====== Given records ======
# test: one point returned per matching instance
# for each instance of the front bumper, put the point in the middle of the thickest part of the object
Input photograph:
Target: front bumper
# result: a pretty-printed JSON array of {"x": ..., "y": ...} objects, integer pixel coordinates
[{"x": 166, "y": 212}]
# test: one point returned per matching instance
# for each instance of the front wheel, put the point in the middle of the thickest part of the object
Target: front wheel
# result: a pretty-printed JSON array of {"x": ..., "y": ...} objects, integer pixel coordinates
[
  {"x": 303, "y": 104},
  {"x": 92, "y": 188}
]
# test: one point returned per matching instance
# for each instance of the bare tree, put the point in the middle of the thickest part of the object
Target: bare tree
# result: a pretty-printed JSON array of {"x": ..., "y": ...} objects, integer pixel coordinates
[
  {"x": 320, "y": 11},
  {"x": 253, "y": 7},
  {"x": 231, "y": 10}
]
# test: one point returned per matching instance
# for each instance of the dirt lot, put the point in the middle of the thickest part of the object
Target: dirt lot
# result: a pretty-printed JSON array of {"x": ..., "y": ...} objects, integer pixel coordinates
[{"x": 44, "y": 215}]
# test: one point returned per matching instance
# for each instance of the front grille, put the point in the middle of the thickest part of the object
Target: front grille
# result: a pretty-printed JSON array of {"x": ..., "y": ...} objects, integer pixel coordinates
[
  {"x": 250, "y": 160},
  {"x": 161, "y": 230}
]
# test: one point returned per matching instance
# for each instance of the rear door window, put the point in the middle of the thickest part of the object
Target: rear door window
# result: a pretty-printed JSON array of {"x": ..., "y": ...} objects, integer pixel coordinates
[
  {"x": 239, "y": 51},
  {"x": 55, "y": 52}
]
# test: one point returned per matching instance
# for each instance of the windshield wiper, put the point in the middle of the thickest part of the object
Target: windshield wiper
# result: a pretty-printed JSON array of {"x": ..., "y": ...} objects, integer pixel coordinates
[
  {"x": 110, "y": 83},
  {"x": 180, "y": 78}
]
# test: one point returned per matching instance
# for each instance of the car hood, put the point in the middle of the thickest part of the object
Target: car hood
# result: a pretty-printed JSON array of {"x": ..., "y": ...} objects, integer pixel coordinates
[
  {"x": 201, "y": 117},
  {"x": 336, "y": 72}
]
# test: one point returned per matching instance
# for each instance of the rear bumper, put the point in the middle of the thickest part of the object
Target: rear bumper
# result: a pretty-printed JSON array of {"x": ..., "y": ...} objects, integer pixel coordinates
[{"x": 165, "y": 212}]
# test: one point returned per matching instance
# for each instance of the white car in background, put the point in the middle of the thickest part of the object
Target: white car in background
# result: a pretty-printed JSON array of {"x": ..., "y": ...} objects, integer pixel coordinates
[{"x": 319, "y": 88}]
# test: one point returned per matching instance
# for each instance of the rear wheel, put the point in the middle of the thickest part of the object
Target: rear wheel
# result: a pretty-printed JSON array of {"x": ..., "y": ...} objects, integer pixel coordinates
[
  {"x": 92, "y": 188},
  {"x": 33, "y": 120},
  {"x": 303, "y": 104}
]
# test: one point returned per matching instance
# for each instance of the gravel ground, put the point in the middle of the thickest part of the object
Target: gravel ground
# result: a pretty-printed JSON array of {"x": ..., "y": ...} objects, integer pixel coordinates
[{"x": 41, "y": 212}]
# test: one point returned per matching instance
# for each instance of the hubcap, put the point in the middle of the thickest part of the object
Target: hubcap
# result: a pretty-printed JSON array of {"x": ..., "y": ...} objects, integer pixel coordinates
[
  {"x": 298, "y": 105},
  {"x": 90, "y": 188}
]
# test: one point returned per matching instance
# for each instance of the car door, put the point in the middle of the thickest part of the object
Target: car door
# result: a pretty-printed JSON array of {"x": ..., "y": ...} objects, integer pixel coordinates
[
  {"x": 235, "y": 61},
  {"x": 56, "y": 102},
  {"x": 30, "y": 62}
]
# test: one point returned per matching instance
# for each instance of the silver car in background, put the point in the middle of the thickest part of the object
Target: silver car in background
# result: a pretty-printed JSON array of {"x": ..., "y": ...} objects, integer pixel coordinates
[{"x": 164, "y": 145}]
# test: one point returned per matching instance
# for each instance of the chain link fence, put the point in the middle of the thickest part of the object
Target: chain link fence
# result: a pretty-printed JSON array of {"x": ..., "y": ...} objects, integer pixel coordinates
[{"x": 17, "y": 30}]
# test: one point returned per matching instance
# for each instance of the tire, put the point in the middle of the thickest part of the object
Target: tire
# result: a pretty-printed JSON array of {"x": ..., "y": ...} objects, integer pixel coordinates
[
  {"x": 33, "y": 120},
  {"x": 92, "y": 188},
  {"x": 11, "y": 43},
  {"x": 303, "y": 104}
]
======
Directions
Return the lines above precisely as they appear, beginning at the first line and ending at the line with "# for each instance of the front wheel, put", and nothing after it.

Written answer
# test: one point returned per matching instance
# for each instance of the front bumper, put the point in the middle of the thickest part of the object
Input photograph:
Target: front bumper
# result: a pretty-printed JSON array of {"x": ..., "y": ...} objects, integer pixel coordinates
[{"x": 166, "y": 212}]
# test: one point returned per matching instance
# for each instance of the front wheel, put the point in the middle of the thickest part of the object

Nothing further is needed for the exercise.